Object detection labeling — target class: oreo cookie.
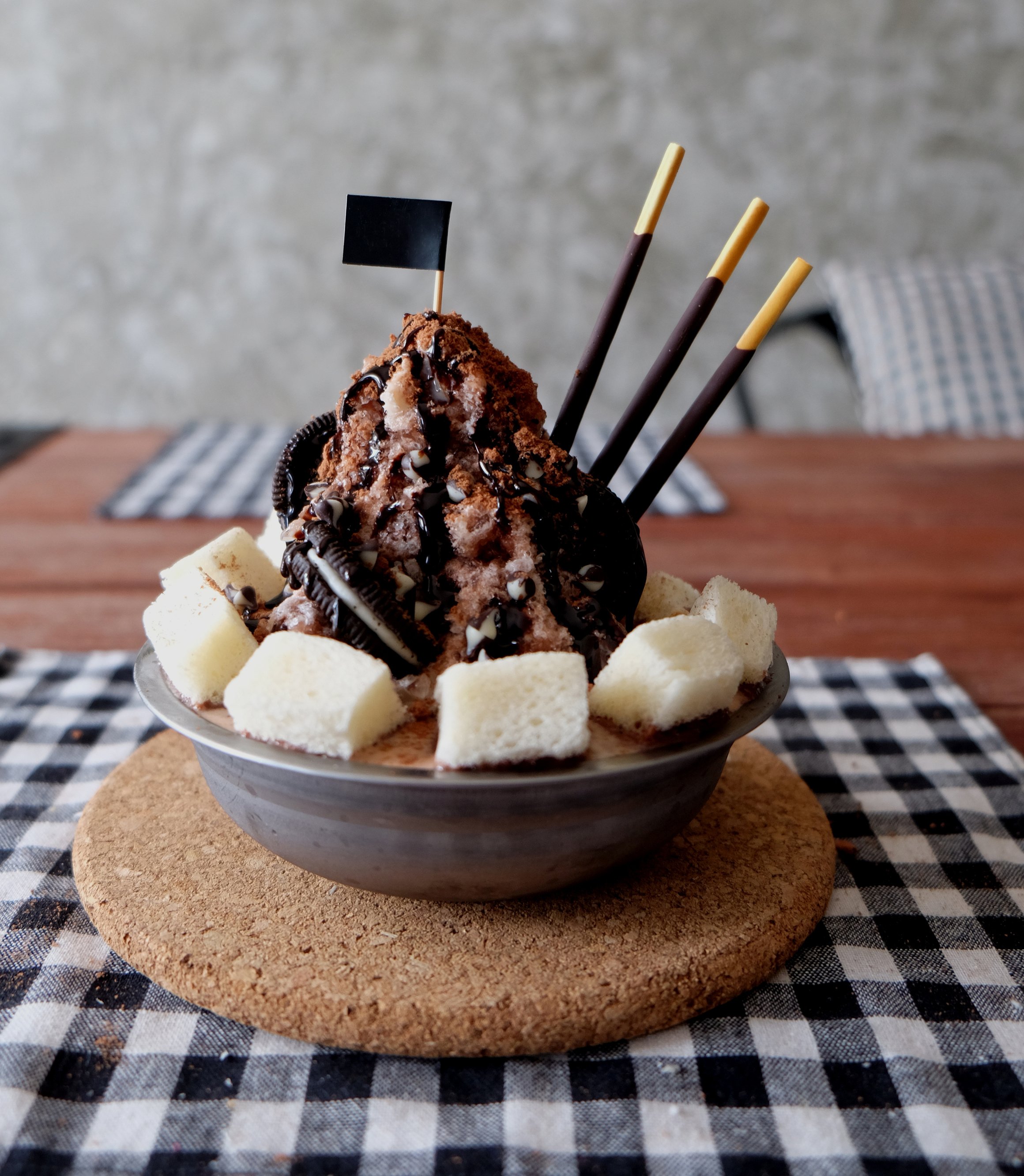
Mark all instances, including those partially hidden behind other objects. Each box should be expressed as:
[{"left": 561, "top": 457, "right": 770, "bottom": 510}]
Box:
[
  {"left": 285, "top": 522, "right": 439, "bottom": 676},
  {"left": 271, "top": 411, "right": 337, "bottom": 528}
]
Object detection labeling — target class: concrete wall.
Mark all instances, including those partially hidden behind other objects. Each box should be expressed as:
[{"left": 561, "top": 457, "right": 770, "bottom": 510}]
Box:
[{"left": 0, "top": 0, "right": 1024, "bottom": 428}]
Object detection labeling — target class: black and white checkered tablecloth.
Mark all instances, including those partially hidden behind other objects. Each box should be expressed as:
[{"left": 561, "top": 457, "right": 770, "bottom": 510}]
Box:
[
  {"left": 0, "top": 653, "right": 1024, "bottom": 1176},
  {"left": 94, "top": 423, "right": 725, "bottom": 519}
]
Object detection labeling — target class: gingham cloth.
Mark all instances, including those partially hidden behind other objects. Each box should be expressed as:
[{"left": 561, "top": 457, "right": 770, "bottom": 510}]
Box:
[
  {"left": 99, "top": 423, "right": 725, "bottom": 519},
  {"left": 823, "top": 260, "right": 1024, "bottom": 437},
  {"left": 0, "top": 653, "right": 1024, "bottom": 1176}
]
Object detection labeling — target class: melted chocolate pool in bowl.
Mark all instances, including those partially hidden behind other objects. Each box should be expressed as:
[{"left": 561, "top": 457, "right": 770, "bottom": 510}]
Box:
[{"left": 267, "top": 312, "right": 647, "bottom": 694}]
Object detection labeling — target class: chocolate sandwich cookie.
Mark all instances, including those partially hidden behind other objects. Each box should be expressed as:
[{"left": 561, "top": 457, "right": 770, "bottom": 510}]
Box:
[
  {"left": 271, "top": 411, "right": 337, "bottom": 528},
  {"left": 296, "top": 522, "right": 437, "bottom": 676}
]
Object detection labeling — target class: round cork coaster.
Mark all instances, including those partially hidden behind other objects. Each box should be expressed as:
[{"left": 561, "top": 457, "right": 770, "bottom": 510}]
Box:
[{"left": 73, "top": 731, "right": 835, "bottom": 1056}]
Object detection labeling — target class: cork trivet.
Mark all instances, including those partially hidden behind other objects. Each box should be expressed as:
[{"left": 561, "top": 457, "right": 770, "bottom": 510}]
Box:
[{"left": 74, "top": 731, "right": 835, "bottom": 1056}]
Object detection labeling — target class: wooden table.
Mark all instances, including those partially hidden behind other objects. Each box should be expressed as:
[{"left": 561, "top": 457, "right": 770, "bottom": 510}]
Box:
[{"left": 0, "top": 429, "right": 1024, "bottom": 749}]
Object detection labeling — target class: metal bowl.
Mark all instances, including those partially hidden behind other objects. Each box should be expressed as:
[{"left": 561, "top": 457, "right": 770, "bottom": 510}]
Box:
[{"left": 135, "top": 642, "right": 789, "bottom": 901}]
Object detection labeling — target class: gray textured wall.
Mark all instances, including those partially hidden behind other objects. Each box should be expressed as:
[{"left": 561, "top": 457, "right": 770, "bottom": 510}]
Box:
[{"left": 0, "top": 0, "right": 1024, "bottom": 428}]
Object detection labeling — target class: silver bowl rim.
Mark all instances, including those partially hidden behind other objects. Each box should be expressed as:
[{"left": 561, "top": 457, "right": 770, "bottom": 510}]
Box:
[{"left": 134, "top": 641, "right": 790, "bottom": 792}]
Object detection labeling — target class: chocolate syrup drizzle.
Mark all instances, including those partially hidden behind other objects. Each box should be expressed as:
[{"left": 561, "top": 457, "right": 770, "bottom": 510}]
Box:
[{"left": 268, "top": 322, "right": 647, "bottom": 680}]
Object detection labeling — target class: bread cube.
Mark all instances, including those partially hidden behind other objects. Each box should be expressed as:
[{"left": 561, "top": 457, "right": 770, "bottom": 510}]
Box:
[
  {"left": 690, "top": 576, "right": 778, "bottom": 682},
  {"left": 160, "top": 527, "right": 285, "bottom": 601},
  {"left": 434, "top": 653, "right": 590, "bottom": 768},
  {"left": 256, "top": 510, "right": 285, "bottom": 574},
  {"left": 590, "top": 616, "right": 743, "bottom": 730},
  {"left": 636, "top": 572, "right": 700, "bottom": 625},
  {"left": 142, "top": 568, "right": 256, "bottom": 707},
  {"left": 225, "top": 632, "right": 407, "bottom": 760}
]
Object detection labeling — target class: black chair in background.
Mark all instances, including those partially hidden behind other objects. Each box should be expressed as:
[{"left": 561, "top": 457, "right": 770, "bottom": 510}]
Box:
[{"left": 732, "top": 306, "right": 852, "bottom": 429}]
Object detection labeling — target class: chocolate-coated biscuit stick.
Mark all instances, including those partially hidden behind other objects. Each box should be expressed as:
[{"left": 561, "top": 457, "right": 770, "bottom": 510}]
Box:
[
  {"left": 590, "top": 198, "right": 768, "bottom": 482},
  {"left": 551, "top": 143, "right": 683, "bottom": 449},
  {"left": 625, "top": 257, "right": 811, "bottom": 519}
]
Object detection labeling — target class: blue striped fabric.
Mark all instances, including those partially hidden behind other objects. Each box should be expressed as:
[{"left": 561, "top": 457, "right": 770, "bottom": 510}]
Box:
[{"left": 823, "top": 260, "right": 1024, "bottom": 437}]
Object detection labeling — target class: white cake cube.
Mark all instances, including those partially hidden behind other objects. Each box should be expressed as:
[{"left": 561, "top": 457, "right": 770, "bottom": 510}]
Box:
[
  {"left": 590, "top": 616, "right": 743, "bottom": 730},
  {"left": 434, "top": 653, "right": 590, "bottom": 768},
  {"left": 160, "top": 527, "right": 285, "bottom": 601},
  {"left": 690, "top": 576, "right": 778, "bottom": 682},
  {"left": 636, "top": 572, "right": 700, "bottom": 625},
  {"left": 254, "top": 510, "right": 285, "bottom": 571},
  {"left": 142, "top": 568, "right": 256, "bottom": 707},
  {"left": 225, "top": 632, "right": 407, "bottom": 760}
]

────────────────────

Reproduce every one of the records above verbatim, leaving out the pictures.

Object detection labeling — target class: oreo cookie.
Mark all instances, including those partially hidden behind other objects. Each box should be expressed as:
[{"left": 561, "top": 457, "right": 770, "bottom": 510}]
Box:
[
  {"left": 285, "top": 522, "right": 439, "bottom": 676},
  {"left": 271, "top": 411, "right": 337, "bottom": 528}
]
Object detection labeling — target class: concrete wall.
Mark all instances, including those partially hidden behind other objects. Each box should be expressed as:
[{"left": 561, "top": 457, "right": 770, "bottom": 510}]
Box:
[{"left": 0, "top": 0, "right": 1024, "bottom": 428}]
Object detection labeling — target class: black and white checkered tablecloth.
Mark all instances, including those partially hidden behind other objects. Each box should be expressed as:
[{"left": 561, "top": 457, "right": 770, "bottom": 510}]
Box:
[
  {"left": 0, "top": 653, "right": 1024, "bottom": 1176},
  {"left": 94, "top": 423, "right": 725, "bottom": 519}
]
Object detection labeling — target class: gingham cloth.
Mark all instances, including those partially hidden behind other objects. Each box should be expressed as:
[{"left": 561, "top": 457, "right": 770, "bottom": 510}]
Box:
[
  {"left": 99, "top": 423, "right": 725, "bottom": 519},
  {"left": 823, "top": 260, "right": 1024, "bottom": 437},
  {"left": 0, "top": 653, "right": 1024, "bottom": 1176}
]
Object detection labeling — target class: melted chocolate pool in bowl.
Mark all instances, including those partially hidden behind other objects. Each box should be expressed as:
[{"left": 561, "top": 457, "right": 770, "bottom": 510}]
Box:
[{"left": 267, "top": 312, "right": 647, "bottom": 694}]
Object detection labeling — target class: chocolate sandwich cookie.
Mark all instances, including those partially hidden behind other objects. Each box should be expressed as:
[{"left": 561, "top": 457, "right": 770, "bottom": 510}]
Box:
[
  {"left": 271, "top": 411, "right": 337, "bottom": 528},
  {"left": 296, "top": 522, "right": 437, "bottom": 676}
]
Object detection labeling — target class: round cork coaster.
Mark all instances, including those partially hidden behind other objects. Each box should be expressed as:
[{"left": 561, "top": 457, "right": 770, "bottom": 510}]
Box:
[{"left": 73, "top": 731, "right": 835, "bottom": 1056}]
Object detection labeling — target class: cork trivet.
Mark all instances, including those partially hidden behind other objects. Each box should be expressed as:
[{"left": 561, "top": 457, "right": 770, "bottom": 510}]
Box:
[{"left": 74, "top": 731, "right": 835, "bottom": 1056}]
Object detection labeling — target class: wooden table.
Mark all instances, including those partially hidden behind other objects. Each box should be expressed as:
[{"left": 561, "top": 457, "right": 770, "bottom": 510}]
Box:
[{"left": 0, "top": 429, "right": 1024, "bottom": 749}]
Object detection labeling — target class: metal bowl.
Mark all instances, including those partially hidden behind other objects. Each box should be expressed as:
[{"left": 561, "top": 457, "right": 770, "bottom": 510}]
Box:
[{"left": 135, "top": 642, "right": 789, "bottom": 901}]
Object detection labeling — target class: gray textured wall.
Mark all instances, including those partially hidden behind other objects. Each box should be expressed as:
[{"left": 561, "top": 457, "right": 770, "bottom": 510}]
Box:
[{"left": 0, "top": 0, "right": 1024, "bottom": 428}]
Object detection labeling — target class: silver bowl rim.
Mark all instances, including those partially hidden behind other objects. Each box should be expressed as:
[{"left": 561, "top": 457, "right": 770, "bottom": 510}]
Box:
[{"left": 134, "top": 641, "right": 790, "bottom": 792}]
Object detection labeling — target class: chocolate syrup drizzle.
Mark all instances, including those partially hidden behind other objects. Each box should be expressed as:
[{"left": 561, "top": 457, "right": 770, "bottom": 510}]
Box:
[{"left": 268, "top": 322, "right": 647, "bottom": 680}]
Object detection labeling — target class: bread cube.
Mark all instances, including those partially hidden behind other objects. Each box should be expressed as:
[{"left": 561, "top": 457, "right": 770, "bottom": 510}]
Box:
[
  {"left": 690, "top": 576, "right": 778, "bottom": 682},
  {"left": 160, "top": 527, "right": 285, "bottom": 601},
  {"left": 434, "top": 653, "right": 590, "bottom": 768},
  {"left": 256, "top": 510, "right": 285, "bottom": 574},
  {"left": 590, "top": 616, "right": 743, "bottom": 730},
  {"left": 636, "top": 572, "right": 700, "bottom": 625},
  {"left": 142, "top": 568, "right": 256, "bottom": 707},
  {"left": 225, "top": 632, "right": 407, "bottom": 760}
]
Object detection labeling — target class: black chair in background.
Mark all instances, including those partially hidden behind other objects. Each box should be expressed as:
[{"left": 561, "top": 457, "right": 770, "bottom": 510}]
Box:
[{"left": 732, "top": 306, "right": 852, "bottom": 429}]
Object detection labeling — target class: chocolate-coated biscuit stick.
Mark all instances, including those partially hidden behind other objects. Each box should be expressed as:
[{"left": 561, "top": 457, "right": 770, "bottom": 510}]
Box:
[
  {"left": 590, "top": 198, "right": 768, "bottom": 482},
  {"left": 551, "top": 143, "right": 683, "bottom": 449},
  {"left": 625, "top": 257, "right": 811, "bottom": 519}
]
Object detection labeling — target class: blue striped fabric.
Mark all instances, including those partially hidden behind other objects. Each box should be expressed as:
[{"left": 561, "top": 457, "right": 770, "bottom": 510}]
Box:
[{"left": 823, "top": 260, "right": 1024, "bottom": 437}]
Object detection labeling — target class: white cake cube.
Mark all instances, including those partially hidden behind other objects. Each box should be expressed as:
[{"left": 561, "top": 457, "right": 770, "bottom": 510}]
Box:
[
  {"left": 590, "top": 616, "right": 743, "bottom": 730},
  {"left": 434, "top": 653, "right": 590, "bottom": 768},
  {"left": 160, "top": 527, "right": 285, "bottom": 601},
  {"left": 690, "top": 576, "right": 778, "bottom": 682},
  {"left": 636, "top": 572, "right": 700, "bottom": 625},
  {"left": 254, "top": 510, "right": 285, "bottom": 571},
  {"left": 142, "top": 568, "right": 256, "bottom": 707},
  {"left": 225, "top": 632, "right": 407, "bottom": 760}
]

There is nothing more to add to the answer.